DATA EXCERPTS =

**********

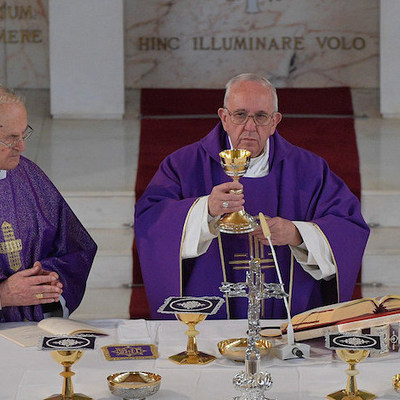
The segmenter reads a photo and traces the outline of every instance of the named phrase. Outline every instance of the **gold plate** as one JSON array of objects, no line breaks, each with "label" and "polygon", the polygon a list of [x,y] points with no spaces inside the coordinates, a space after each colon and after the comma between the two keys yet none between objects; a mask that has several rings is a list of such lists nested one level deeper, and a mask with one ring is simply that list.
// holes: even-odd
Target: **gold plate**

**********

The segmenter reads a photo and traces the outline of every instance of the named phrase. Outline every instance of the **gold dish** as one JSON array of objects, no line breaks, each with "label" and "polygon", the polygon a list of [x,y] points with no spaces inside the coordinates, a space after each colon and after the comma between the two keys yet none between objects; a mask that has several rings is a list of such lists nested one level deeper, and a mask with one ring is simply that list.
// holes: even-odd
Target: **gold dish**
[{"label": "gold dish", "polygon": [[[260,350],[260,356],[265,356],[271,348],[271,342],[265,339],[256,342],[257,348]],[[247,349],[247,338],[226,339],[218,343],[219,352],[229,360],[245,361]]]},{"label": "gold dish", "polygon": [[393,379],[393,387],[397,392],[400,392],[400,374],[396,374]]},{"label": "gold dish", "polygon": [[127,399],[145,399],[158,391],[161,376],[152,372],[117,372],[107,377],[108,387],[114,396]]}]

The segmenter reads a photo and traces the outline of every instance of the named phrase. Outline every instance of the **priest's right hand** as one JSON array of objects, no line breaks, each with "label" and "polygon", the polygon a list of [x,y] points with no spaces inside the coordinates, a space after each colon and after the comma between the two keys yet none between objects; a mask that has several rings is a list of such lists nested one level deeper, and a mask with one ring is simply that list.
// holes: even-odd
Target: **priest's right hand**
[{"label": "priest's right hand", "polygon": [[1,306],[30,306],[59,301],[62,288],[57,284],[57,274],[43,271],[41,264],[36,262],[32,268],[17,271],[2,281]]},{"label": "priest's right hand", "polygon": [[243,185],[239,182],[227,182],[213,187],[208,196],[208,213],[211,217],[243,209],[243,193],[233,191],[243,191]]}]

**********

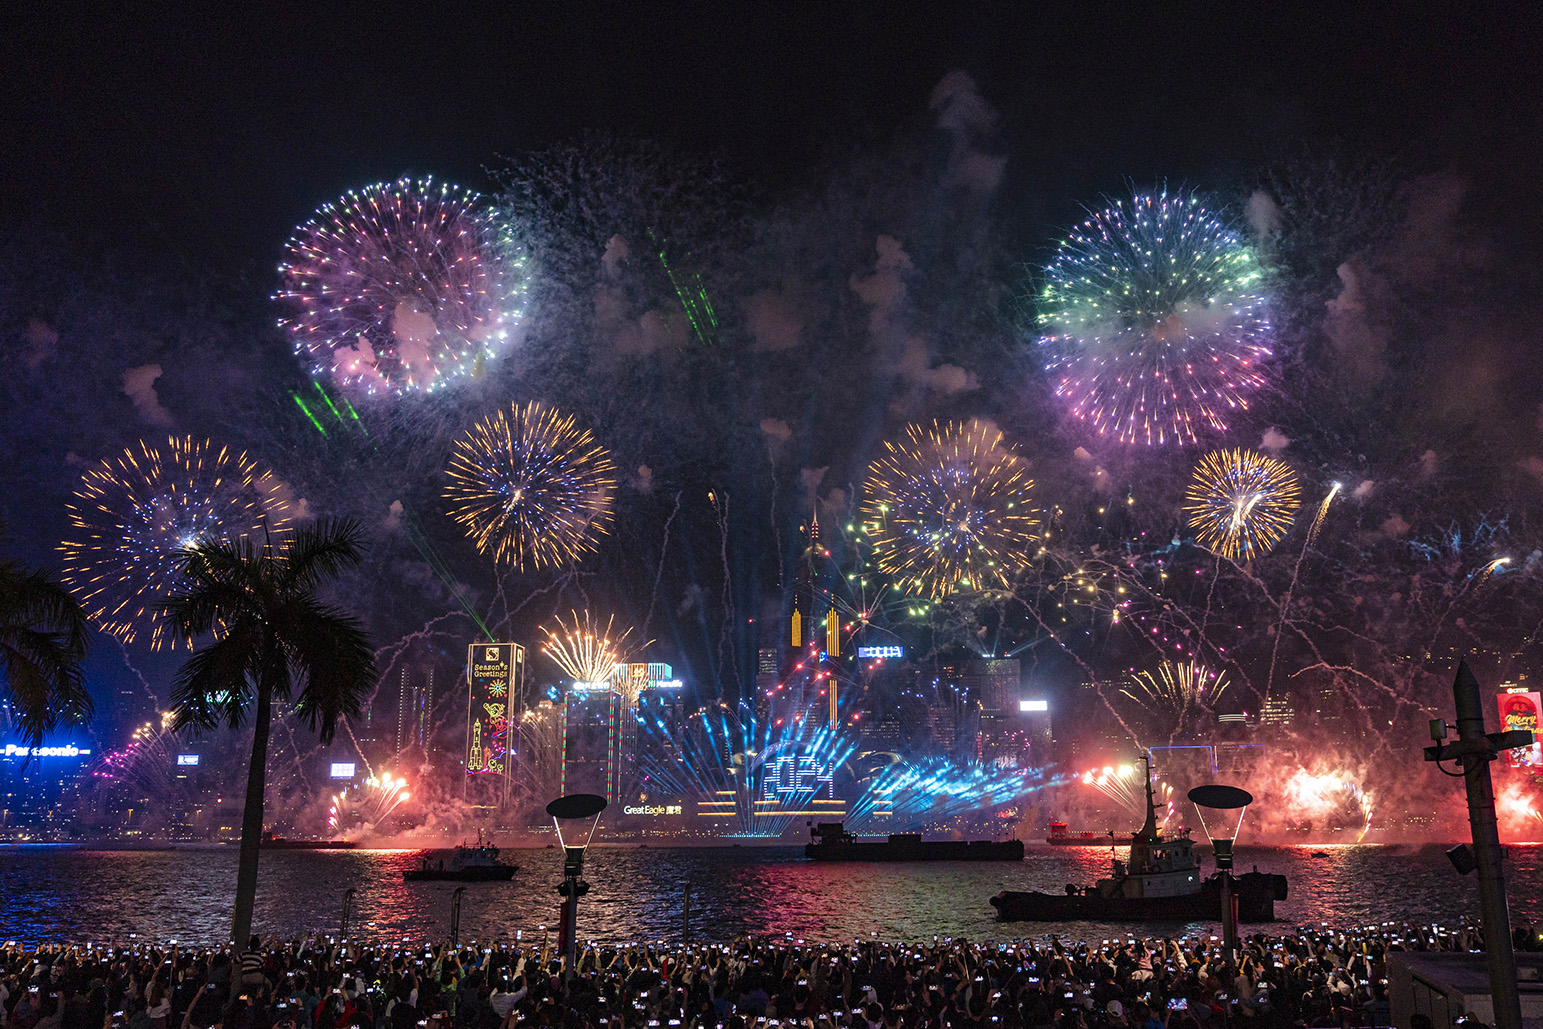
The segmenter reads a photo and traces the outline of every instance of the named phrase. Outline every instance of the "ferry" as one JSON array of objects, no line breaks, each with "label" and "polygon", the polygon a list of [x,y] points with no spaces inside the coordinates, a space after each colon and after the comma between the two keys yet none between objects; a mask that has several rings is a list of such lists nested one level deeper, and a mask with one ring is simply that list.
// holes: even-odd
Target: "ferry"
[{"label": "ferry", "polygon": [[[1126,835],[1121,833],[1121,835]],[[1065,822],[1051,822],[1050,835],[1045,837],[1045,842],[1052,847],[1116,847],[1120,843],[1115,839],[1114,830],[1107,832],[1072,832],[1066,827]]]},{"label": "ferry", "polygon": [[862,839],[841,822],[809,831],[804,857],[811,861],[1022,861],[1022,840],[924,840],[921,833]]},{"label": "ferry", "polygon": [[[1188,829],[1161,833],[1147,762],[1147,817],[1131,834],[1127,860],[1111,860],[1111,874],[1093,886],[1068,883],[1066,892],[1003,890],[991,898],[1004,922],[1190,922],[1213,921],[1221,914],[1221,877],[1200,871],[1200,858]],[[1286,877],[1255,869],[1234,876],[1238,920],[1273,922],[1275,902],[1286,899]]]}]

**********

EXERCISE OBJECTIVE = Based on the records above, how many lines hold the string "plate"? Answer with the number by itself.

COMPLETED EXERCISE = 2